● GIVEN RECORDS
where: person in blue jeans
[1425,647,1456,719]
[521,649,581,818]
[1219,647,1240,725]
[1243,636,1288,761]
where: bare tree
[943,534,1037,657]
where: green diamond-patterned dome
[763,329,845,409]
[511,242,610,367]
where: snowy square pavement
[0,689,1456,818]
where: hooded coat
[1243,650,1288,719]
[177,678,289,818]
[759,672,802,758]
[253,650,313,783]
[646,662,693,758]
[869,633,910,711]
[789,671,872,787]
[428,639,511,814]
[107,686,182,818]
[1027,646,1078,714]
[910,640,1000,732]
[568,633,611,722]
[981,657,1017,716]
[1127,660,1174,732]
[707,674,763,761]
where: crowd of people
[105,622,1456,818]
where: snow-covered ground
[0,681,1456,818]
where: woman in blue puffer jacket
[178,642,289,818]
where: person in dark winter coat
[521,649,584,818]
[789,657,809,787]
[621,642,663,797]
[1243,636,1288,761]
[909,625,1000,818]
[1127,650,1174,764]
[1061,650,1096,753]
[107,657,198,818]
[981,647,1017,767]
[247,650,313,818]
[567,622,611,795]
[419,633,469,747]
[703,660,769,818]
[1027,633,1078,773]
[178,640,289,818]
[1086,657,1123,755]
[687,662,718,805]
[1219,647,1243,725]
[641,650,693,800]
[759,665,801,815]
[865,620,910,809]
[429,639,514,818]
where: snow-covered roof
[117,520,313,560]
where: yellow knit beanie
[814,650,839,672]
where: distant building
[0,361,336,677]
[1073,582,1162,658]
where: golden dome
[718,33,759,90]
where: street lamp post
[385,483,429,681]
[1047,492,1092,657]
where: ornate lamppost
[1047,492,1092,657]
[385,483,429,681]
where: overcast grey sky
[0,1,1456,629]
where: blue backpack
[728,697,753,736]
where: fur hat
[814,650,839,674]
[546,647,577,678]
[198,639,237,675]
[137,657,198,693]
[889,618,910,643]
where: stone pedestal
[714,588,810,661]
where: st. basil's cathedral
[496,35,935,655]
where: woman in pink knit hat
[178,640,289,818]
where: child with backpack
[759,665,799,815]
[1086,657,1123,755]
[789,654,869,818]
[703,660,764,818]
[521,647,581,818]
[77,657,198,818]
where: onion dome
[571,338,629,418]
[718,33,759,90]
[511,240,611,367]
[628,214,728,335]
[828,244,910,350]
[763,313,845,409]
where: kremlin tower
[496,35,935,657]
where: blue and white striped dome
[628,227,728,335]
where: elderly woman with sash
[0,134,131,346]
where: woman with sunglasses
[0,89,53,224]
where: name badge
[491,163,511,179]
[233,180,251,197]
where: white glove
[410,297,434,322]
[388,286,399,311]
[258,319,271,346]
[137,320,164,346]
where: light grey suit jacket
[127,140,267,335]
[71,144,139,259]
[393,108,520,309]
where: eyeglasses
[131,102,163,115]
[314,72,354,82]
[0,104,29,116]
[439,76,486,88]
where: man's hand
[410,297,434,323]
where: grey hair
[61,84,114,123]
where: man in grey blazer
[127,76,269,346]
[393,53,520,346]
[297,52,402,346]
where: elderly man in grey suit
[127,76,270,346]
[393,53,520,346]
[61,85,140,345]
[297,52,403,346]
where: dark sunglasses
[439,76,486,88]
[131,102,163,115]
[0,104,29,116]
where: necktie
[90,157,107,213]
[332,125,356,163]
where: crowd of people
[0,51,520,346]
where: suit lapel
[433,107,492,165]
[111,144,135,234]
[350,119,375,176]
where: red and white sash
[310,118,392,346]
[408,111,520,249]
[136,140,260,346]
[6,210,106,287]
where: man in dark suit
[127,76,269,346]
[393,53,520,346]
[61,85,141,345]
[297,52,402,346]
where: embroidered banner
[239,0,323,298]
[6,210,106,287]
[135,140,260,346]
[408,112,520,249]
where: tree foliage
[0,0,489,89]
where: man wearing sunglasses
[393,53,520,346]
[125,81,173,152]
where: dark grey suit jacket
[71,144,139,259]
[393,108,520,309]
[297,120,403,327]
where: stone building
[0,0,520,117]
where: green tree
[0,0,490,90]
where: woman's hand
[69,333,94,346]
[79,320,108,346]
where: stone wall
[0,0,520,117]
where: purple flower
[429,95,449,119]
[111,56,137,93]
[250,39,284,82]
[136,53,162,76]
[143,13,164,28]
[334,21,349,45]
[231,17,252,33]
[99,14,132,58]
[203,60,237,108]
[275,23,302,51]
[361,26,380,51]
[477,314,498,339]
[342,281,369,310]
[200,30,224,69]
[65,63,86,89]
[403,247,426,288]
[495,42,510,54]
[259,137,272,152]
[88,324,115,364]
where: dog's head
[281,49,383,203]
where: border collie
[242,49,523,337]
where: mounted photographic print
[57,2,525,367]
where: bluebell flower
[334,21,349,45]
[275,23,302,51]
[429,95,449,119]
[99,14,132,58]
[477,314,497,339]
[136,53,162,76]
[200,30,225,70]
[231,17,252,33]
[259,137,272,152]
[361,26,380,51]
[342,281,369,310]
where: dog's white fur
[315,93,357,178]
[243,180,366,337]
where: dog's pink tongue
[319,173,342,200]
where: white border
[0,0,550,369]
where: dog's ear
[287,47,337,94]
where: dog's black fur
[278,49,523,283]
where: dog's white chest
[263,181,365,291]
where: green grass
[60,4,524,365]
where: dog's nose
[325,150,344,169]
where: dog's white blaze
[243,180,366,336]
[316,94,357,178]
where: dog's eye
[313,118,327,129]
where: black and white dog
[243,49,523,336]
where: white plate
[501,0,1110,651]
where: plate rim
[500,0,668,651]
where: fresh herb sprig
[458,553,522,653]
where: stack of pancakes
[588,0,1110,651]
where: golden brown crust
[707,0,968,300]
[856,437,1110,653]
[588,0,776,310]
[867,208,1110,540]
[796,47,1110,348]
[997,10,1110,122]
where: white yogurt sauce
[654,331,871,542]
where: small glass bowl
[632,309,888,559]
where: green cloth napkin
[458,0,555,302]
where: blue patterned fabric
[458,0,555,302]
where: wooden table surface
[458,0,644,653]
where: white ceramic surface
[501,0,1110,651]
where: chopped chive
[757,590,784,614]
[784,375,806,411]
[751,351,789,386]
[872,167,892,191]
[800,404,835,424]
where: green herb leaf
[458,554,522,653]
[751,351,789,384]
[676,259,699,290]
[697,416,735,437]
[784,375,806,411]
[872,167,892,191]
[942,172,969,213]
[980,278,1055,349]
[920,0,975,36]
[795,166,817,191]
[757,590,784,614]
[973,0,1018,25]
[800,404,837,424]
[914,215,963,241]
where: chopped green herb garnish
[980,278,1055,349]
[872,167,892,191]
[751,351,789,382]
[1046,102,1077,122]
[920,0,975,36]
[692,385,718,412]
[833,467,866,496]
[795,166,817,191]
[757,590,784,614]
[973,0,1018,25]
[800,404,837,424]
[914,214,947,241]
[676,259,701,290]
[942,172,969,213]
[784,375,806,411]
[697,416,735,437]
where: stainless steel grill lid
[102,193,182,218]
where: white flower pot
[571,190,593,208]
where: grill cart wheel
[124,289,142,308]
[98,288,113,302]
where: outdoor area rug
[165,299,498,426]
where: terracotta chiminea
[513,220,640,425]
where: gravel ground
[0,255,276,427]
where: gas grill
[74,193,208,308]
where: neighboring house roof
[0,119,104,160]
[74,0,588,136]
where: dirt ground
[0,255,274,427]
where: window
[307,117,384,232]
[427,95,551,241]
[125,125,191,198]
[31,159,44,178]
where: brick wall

● WHAT THE TASK ASKS
Please rescale the records from the first line through the line containing "[0,681,1456,818]": repeat every line in that stretch, and multiply each bounding-box coordinate by 1.6, rounding to a whole number with halves going up. Copy lines that have no coordinates unchanged, and return only those lines.

● OUTPUT
where: person in blue jeans
[2280,1035,2330,1150]
[834,1038,930,1309]
[1950,1035,1984,1160]
[1989,1018,2061,1218]
where: bare tree
[1509,854,1659,1051]
where: green diamond-patterned dome
[1221,526,1352,654]
[818,387,976,587]
where: snowy square pavement
[0,1102,2330,1309]
where: hooded coat
[1989,1040,2061,1150]
[283,1085,462,1309]
[1214,1075,1283,1213]
[405,1040,501,1253]
[1034,1059,1109,1213]
[1390,1013,1456,1138]
[1262,1074,1395,1259]
[685,1022,818,1302]
[171,1098,291,1309]
[1643,1034,1725,1142]
[1456,1024,1600,1171]
[909,1013,978,1155]
[1570,1051,1627,1146]
[1803,1056,1878,1171]
[1131,1078,1221,1218]
where: crowd of people
[168,995,2330,1309]
where: snow-covered ground
[0,1090,2330,1309]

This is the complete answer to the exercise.